Le couloir qui mène au bureau de Mikheïl Saakachvili est tapissé d’articles de la presse occidentale mis sous verre, consacrés à son « âge d’or », du temps où il était applaudi comme un symbole de la démocratisation dans l’ancien espace soviétique. George W. Bush saluait alors en lui un modèle de succès pour son « Freedom agenda » à travers le monde. Une double page de Paris Match montre le jeune président de la Géorgie avec son épouse néerlandaise, Sandra, rencontrée lors de leurs études à Strasbourg, sous le titre « Les Kennedy du Caucase ». C’était bien avant que certains Occidentaux s’emploient à lui faire porter l’entière responsabilité de la guerre d’août 2008, afin de tirer un voile pudique sur les agissements russes qui l’avaient précédée.
On s’attend à le trouver agité, fébrile, nerveux. En avril, l’opposition manifestait sur l’avenue Roustaveli. L’armée russe campe à 40 km de Tbilissi. Moscou a redessiné unilatéralement les frontières de la Géorgie le 26 août 2008, en reconnaissant les « indépendances » de l’Ossétie du Sud et de l’Abkhazie. La Russie a récemment concentré encore plus de soldats, d’armements, et même des gardes-frontières, dans ces enclaves de facto annexées. Comme pour signifier que le président géorgien est à sa merci. Depuis plus de deux siècles, depuis l’intégration en 1801 de la Géorgie dans l’empire des tsars, tous les stratèges russes savent que la domination du Caucase passe par un impératif : dominer Tbilissi.
« Micha » Saakachvili, 41 ans, aime le style moderne et l’architecture. Il s’est comparé à Atatürk. Il s’est rêvé en « David le Bâtisseur », le roi qui unifia les terres géorgiennes au XIe siècle. Son nouveau palais présidentiel, édifice un peu futuriste, se dresse sur une hauteur dominant la ville, comme une affirmation féodale du pouvoir. Il est orné de fresques représentant les drapeaux européen et géorgien entremêlés.
Le précédent dirigeant du pays, Edouard Chevardnadze, renversé en novembre 2003 par la « révolution des roses » au terme d’une longue carrière politique s’étirant de Brejnev à Gorbatchev, gouvernait, lui, du haut d’une tour soviétique plantée comme une dague au milieu des ruelles sinueuses de la vieille ville. Cette tour-là, Saakachvili la jugeait « pleine de rats ». Tout, chez le président géorgien, tend vers ce besoin d’incarner l’ancrage à l’Ouest, « la fin irréversible du soviétisme ». Il nous reçoit de façon détendue, installe son grand corps dans un fauteuil. Raphaël Glucksmann, le fils du philosophe français, ami et conseiller officieux de « Micha », assiste silencieusement à l’entretien.

_Tâches à réaliser_
- 1) D'après l'extrait sur Mikheïl Saakachvili, à quelle distance de Tbilissi l'armée russe campe-t-elle ?
- 2) Relevez chaque ligne du listing ci-dessous qui contient la chaîne « brown ». La casse compte.

_Données fournies_

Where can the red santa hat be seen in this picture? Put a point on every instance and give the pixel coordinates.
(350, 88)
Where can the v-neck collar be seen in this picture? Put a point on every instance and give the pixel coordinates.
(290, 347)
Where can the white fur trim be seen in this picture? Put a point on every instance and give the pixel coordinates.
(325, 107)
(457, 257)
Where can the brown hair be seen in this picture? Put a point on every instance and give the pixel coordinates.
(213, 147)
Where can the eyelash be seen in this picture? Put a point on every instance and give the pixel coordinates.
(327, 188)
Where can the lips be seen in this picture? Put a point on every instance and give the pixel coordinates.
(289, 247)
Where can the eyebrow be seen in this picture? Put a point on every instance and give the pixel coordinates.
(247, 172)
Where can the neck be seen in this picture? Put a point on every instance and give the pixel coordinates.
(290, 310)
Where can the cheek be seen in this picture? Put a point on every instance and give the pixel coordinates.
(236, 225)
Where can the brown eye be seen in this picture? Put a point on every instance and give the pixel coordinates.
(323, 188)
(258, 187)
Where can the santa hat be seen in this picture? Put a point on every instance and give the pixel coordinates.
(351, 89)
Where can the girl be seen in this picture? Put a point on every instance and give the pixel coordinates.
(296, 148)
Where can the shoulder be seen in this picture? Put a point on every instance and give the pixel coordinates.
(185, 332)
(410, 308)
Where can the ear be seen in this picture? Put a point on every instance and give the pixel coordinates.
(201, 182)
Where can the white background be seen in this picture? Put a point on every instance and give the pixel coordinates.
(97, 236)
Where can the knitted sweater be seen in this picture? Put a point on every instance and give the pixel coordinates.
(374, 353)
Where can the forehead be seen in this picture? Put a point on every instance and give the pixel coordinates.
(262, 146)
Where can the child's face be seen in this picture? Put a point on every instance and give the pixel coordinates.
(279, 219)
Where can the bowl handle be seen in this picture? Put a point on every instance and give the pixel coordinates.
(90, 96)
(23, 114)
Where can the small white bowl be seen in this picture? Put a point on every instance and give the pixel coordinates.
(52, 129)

_Solutions par tâche_
- 1) À 40 km de Tbilissi.

- 2)
Where can the brown hair be seen in this picture? Put a point on every instance and give the pixel coordinates.
Where can the brown eye be seen in this picture? Put a point on every instance and give the pixel coordinates.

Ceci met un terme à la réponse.